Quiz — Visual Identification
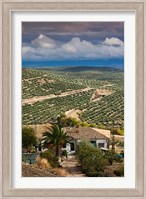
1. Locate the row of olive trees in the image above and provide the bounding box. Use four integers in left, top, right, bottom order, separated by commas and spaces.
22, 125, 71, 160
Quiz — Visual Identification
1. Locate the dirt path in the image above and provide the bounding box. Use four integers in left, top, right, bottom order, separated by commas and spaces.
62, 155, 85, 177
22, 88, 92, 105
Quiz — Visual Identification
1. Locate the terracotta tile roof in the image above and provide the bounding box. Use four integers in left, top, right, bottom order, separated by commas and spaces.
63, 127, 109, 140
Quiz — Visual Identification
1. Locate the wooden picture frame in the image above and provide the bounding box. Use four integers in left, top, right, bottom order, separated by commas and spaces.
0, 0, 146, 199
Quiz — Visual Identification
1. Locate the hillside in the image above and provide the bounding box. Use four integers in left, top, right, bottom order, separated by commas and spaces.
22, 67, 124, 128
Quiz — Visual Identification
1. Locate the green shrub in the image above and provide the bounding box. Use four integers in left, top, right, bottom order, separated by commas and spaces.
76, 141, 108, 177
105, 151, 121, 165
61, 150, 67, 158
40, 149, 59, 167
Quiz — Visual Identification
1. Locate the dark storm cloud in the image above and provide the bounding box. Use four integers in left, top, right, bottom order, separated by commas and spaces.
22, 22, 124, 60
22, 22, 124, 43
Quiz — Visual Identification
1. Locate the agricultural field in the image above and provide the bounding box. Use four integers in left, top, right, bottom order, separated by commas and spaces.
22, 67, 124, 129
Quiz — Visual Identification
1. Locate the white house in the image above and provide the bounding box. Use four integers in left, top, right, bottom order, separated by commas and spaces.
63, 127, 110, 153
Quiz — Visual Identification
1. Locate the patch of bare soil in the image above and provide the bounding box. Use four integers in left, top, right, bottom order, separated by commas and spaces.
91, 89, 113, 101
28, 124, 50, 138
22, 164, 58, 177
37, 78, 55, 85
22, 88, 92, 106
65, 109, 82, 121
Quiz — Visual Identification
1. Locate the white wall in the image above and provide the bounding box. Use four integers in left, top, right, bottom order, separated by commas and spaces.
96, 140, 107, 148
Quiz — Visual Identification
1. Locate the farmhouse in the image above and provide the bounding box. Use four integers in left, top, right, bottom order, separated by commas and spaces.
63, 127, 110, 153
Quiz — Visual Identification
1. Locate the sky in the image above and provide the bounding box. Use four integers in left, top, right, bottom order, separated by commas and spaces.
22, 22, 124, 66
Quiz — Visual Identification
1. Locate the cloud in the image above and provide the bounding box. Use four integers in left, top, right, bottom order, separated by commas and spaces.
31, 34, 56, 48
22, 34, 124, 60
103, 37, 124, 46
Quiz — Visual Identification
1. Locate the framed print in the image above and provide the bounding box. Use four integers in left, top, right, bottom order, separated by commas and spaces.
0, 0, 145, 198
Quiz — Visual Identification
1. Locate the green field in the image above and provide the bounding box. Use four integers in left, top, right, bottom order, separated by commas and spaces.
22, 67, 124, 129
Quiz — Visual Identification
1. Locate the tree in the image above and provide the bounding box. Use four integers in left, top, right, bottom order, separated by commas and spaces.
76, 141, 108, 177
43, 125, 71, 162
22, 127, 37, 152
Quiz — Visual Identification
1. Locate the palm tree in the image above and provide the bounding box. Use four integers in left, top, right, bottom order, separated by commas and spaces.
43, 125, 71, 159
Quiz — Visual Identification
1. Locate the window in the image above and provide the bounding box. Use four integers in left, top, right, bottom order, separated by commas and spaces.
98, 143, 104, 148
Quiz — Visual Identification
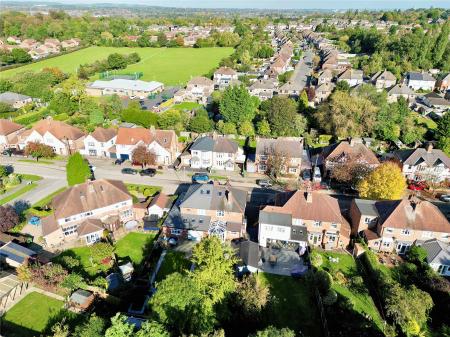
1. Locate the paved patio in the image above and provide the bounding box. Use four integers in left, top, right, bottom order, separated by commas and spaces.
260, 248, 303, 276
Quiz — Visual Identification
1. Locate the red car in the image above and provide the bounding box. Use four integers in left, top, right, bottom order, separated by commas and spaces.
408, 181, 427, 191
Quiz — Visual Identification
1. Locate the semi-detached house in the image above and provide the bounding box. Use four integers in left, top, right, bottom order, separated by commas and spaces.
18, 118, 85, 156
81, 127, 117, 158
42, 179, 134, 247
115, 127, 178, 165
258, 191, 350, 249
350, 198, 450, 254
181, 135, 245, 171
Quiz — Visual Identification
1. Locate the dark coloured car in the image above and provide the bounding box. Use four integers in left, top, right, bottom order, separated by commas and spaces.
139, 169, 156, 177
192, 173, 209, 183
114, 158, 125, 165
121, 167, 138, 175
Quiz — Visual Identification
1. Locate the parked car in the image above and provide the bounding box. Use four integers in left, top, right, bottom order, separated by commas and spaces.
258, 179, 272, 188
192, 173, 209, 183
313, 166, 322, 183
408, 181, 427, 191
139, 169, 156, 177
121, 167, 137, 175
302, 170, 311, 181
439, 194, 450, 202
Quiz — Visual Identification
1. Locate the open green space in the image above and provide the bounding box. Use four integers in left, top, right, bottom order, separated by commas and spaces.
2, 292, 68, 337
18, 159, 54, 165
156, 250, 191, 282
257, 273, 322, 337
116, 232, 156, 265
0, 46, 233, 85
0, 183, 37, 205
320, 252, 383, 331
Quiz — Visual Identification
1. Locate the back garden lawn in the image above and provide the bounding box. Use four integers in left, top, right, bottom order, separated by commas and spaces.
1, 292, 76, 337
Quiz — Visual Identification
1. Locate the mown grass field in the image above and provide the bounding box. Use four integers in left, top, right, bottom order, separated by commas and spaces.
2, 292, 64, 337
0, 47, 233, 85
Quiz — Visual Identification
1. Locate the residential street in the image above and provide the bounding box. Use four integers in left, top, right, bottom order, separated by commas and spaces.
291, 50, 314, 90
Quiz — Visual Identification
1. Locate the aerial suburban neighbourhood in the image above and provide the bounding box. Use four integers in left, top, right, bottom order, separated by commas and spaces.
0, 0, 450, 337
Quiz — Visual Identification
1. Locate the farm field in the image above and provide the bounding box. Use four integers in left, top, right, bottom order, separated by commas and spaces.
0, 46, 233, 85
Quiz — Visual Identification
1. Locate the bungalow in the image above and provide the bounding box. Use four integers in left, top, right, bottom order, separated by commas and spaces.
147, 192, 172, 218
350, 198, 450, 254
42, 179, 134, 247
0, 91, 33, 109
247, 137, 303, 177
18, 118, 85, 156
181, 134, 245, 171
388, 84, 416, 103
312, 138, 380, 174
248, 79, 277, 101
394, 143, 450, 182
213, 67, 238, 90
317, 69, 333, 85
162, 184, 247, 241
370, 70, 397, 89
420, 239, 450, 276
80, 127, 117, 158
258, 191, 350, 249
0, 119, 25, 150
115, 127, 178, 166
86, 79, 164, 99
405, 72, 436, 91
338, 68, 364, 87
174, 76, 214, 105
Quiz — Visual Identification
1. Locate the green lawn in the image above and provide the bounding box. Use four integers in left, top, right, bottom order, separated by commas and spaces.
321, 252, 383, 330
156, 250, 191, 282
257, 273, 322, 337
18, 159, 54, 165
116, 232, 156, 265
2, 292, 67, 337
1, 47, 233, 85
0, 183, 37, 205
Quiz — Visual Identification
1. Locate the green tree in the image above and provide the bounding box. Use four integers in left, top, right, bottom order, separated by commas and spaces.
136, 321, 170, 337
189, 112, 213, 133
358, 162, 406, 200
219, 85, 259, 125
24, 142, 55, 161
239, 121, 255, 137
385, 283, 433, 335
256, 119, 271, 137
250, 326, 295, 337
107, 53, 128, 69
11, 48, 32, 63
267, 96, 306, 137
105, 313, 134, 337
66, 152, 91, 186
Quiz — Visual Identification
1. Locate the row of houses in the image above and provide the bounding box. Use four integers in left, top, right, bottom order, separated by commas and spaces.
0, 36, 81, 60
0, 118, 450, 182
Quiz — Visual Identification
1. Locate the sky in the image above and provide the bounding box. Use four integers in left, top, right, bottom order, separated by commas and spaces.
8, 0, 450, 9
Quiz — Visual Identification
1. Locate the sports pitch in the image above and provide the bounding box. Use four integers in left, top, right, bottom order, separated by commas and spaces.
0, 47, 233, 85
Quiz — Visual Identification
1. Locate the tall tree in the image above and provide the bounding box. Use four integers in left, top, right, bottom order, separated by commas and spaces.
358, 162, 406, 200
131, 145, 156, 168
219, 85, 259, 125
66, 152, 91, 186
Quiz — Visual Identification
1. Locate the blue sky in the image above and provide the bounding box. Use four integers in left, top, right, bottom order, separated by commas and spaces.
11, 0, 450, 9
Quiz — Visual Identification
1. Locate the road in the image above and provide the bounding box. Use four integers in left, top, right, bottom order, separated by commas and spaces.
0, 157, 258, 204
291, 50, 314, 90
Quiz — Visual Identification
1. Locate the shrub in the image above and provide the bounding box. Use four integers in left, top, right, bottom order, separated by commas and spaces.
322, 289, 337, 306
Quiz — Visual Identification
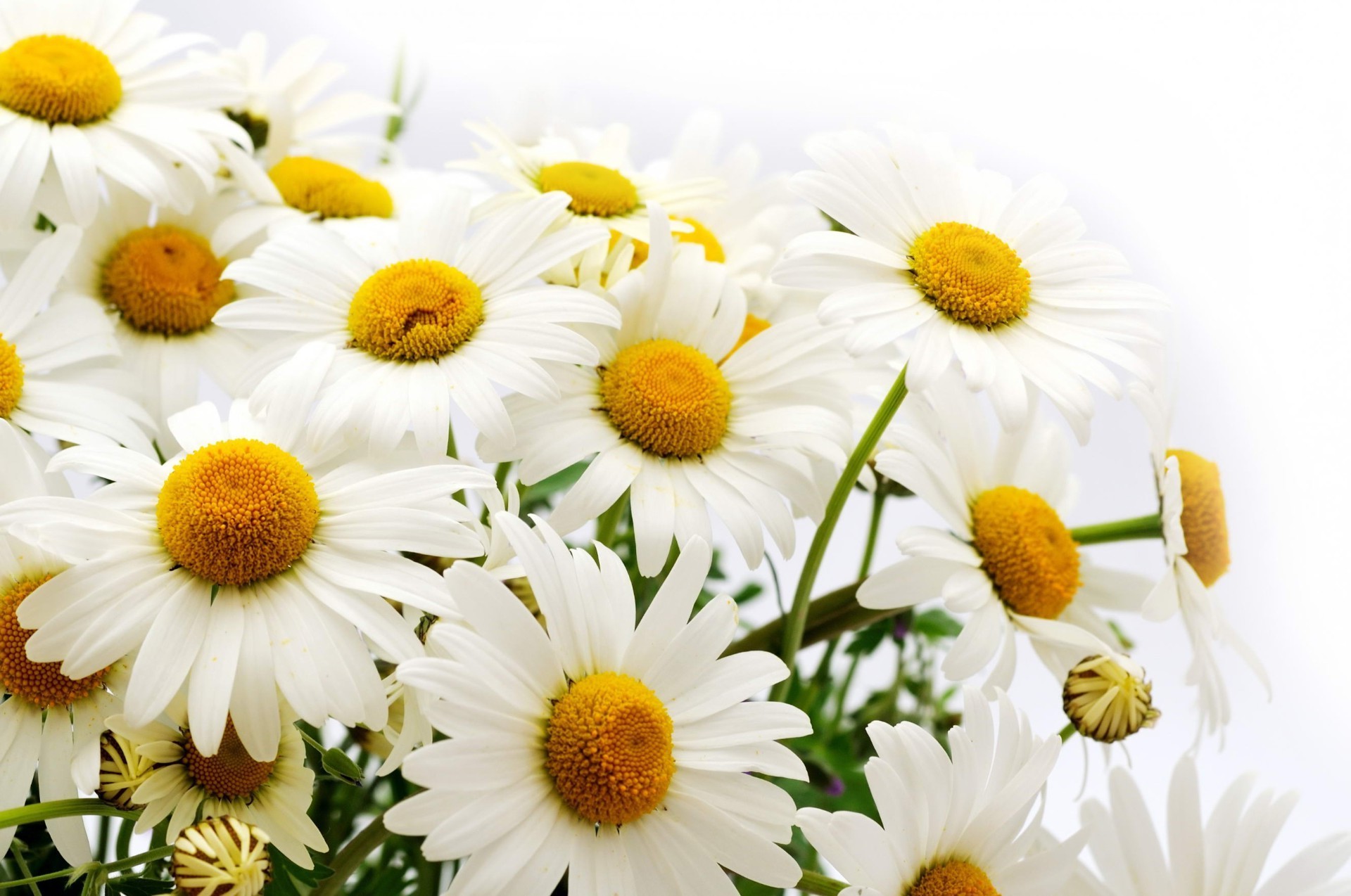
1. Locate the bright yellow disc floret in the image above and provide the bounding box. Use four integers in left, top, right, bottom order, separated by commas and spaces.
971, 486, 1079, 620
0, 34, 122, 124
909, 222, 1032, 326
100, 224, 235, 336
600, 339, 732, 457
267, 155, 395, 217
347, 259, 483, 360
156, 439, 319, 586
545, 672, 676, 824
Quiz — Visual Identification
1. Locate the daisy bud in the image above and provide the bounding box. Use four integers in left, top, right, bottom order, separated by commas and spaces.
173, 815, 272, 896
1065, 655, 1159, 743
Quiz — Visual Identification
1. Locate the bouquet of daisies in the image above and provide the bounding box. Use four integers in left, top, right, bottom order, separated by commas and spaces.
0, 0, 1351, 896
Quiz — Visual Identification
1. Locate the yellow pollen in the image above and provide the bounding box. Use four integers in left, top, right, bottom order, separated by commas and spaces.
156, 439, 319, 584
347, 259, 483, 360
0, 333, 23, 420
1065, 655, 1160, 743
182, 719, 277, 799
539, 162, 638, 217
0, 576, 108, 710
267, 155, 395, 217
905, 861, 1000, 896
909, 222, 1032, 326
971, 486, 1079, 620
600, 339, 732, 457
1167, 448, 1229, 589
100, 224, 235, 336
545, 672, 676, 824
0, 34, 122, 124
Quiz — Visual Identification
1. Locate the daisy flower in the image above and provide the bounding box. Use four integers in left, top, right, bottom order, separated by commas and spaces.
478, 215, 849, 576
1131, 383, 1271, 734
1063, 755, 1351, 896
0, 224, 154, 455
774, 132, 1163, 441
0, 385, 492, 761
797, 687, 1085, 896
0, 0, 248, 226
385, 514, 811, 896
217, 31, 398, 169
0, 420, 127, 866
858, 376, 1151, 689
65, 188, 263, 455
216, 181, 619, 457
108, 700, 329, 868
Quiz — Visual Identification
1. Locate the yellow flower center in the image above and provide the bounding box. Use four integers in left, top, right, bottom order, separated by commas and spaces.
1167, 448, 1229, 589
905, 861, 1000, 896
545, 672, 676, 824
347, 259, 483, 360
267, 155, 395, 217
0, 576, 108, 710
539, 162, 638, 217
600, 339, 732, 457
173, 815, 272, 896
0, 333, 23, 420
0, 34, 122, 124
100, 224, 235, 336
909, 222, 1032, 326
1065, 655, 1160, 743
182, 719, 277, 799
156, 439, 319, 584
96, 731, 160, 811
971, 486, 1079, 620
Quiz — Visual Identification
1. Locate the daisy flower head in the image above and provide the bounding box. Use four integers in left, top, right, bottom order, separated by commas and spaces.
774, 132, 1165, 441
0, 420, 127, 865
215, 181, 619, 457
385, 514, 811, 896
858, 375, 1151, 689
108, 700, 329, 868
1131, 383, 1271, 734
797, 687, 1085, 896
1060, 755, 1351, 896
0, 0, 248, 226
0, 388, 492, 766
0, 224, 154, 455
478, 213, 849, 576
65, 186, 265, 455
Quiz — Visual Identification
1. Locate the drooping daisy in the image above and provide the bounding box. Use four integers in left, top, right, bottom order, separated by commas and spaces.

○ ○ ○ ○ ○

- Given task -
Please lay out everything from the start of the items down to the line containing "40, 149, 59, 167" as a two-column CSV with the columns "item" and "answer", one row per item, each value in a single quoted field with line breaks replaced by spaces. Leave the pictures out.

- Finished exercise -
item,answer
"Quiz — Visual Identification 1. Locate the row of olive trees in the image above and provide the bounding box. Use four integers in left, top, right, bottom order, separated by commas and spaces.","22, 125, 71, 160"
"Quiz — Visual Identification 1. Locate the dirt path in the image above and provide the bounding box. Use four integers in left, top, right, bottom order, separated by commas and spaces.","62, 155, 85, 177 22, 88, 92, 105"
"Quiz — Visual Identification 1. Locate the terracotta tile roof in the image above and provide the bounding box. Use four integers in left, top, right, bottom order, separated by commas and spaces.","63, 127, 109, 140"
"Quiz — Visual Identification 1. Locate the wooden picture frame in the image above and provide the bounding box. Use four integers in left, top, right, bottom order, separated by commas and spaces.","0, 0, 146, 199"
"Quiz — Visual Identification 1. Locate the hillside in the image above and provide the bounding box. Use four integers in left, top, right, bottom order, separated by commas and spaces.","22, 67, 124, 128"
"Quiz — Visual Identification 1. Locate the green shrub in the image above and provide the bounding box. Use four integers in left, top, right, bottom order, separated by commas and spaces.","76, 141, 108, 177 105, 151, 121, 165 61, 150, 67, 158 40, 149, 59, 167"